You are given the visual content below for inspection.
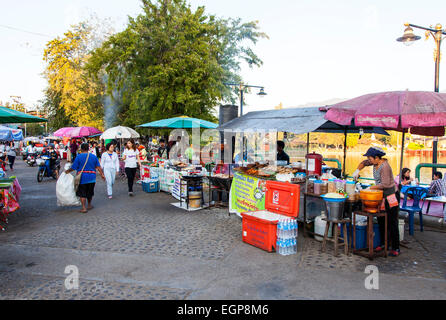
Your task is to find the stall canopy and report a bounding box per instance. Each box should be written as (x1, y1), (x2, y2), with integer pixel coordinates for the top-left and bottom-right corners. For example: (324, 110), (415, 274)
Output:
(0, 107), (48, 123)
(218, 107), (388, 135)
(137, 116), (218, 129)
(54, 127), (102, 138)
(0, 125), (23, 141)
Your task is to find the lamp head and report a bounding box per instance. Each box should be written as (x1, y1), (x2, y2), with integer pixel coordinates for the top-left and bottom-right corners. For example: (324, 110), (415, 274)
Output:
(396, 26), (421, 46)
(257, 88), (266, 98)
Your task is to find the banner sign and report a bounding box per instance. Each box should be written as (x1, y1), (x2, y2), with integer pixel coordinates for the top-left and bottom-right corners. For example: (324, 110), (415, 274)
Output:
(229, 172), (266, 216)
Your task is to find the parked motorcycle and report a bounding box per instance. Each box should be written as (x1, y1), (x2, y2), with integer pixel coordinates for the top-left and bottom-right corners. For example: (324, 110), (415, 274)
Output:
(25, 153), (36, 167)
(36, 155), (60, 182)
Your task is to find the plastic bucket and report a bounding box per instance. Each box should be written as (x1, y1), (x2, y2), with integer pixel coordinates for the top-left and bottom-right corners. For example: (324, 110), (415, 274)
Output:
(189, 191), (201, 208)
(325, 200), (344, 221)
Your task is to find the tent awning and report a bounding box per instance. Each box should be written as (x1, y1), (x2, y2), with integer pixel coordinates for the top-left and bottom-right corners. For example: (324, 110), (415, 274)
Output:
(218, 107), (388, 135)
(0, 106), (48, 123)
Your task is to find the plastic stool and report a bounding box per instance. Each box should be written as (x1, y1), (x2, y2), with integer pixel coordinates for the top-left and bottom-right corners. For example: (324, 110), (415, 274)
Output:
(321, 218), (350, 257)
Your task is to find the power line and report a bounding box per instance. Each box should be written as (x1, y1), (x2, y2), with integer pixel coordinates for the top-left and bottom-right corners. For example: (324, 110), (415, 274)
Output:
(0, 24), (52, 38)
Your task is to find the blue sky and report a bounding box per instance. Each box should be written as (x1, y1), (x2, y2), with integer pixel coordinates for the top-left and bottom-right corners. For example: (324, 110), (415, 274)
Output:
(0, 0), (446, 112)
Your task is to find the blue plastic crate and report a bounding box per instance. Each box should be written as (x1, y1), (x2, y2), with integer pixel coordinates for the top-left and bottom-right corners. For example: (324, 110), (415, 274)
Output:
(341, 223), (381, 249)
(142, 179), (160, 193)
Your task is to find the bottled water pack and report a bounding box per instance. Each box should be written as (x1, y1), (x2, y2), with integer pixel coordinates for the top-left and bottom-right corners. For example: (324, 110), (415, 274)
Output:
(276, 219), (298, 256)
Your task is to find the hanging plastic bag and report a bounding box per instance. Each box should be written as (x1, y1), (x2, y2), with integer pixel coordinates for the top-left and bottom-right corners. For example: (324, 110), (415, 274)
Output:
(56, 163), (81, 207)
• • • • •
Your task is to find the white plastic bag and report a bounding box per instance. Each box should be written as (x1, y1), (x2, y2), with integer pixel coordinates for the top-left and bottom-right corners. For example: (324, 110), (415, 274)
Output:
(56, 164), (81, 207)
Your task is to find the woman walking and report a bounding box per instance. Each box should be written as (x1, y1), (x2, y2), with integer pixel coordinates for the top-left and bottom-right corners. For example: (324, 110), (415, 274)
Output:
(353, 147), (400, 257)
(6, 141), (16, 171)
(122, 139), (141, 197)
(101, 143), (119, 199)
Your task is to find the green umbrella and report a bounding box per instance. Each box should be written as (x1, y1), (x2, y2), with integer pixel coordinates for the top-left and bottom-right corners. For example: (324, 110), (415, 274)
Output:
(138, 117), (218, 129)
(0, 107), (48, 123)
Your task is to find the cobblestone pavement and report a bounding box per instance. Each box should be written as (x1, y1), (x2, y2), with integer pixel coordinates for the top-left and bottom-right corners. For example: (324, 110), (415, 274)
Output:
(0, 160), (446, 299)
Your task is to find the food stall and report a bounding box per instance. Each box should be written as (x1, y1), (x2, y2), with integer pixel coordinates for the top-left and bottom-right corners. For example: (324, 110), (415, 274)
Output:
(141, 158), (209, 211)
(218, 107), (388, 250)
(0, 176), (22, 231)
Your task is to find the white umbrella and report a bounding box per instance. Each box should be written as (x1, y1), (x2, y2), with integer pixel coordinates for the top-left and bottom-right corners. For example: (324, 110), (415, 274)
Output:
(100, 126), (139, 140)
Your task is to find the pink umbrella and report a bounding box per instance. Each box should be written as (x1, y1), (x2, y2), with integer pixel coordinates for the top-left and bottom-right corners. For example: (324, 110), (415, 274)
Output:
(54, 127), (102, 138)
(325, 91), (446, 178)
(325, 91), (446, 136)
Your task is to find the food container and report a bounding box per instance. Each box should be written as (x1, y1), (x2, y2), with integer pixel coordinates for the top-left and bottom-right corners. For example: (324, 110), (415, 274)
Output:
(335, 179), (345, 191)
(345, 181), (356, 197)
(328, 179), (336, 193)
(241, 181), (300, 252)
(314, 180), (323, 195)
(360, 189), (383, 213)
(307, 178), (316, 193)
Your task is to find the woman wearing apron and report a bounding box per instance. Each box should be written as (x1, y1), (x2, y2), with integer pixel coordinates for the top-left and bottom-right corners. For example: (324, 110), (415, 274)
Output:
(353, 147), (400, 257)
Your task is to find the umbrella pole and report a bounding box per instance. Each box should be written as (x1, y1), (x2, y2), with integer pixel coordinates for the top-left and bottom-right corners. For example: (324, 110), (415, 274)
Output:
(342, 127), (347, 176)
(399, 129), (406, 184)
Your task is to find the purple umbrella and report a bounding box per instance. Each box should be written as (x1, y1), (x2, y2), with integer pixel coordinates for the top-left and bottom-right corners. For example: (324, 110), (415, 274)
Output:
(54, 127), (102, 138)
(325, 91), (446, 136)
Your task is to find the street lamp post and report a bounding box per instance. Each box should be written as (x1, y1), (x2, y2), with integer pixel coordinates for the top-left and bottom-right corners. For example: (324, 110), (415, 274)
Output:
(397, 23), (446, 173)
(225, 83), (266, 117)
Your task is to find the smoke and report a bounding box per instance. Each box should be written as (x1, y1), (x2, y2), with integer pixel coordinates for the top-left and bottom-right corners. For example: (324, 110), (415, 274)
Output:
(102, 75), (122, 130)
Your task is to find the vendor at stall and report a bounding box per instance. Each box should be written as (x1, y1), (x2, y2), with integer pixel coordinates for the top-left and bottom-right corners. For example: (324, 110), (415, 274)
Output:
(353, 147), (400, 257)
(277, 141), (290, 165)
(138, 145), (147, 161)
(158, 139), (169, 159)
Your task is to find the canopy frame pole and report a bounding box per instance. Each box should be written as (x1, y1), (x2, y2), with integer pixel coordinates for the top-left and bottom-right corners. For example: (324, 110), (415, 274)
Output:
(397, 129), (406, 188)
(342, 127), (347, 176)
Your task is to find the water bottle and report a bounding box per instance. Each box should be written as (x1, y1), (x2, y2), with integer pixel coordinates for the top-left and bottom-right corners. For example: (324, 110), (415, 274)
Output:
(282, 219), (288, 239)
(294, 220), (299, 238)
• • • • •
### What is expected
Extract the entries word for word, starting at the line that contains "Your task is to find the umbrella" and ending at the line that contains "(102, 75), (122, 130)", with both of those lines included.

### Answer to the problem
Your task is to find the umbrella pole and report a bounding box per instance. Each box should be written as (x1, y1), (x2, y2), with integer pixel coordinates for the top-left and bottom-right corners. For example: (324, 110), (415, 274)
Output:
(342, 127), (347, 176)
(399, 129), (406, 184)
Your task is to find the purple umbrella and report a bounding box per instance. Each box should be written as (x1, y1), (x2, y2), with integer pixel coordinates for the top-left and bottom-right corners. For example: (324, 110), (415, 274)
Output:
(54, 127), (102, 138)
(325, 91), (446, 136)
Your task is to find the street lamp post and report a bounding box per instance. Each box should be written as (x1, y1), (x2, y2), with integer pixel coordinates for the top-left and bottom-right corners. For example: (324, 110), (415, 274)
Output:
(397, 23), (446, 173)
(225, 83), (266, 117)
Your task is to find the smoke and report a bounding box per instance. Each box should be written as (x1, y1), (x2, y2), with integer pixel coordinates for the top-left and bottom-right corners. For example: (324, 110), (415, 274)
Output:
(102, 75), (122, 130)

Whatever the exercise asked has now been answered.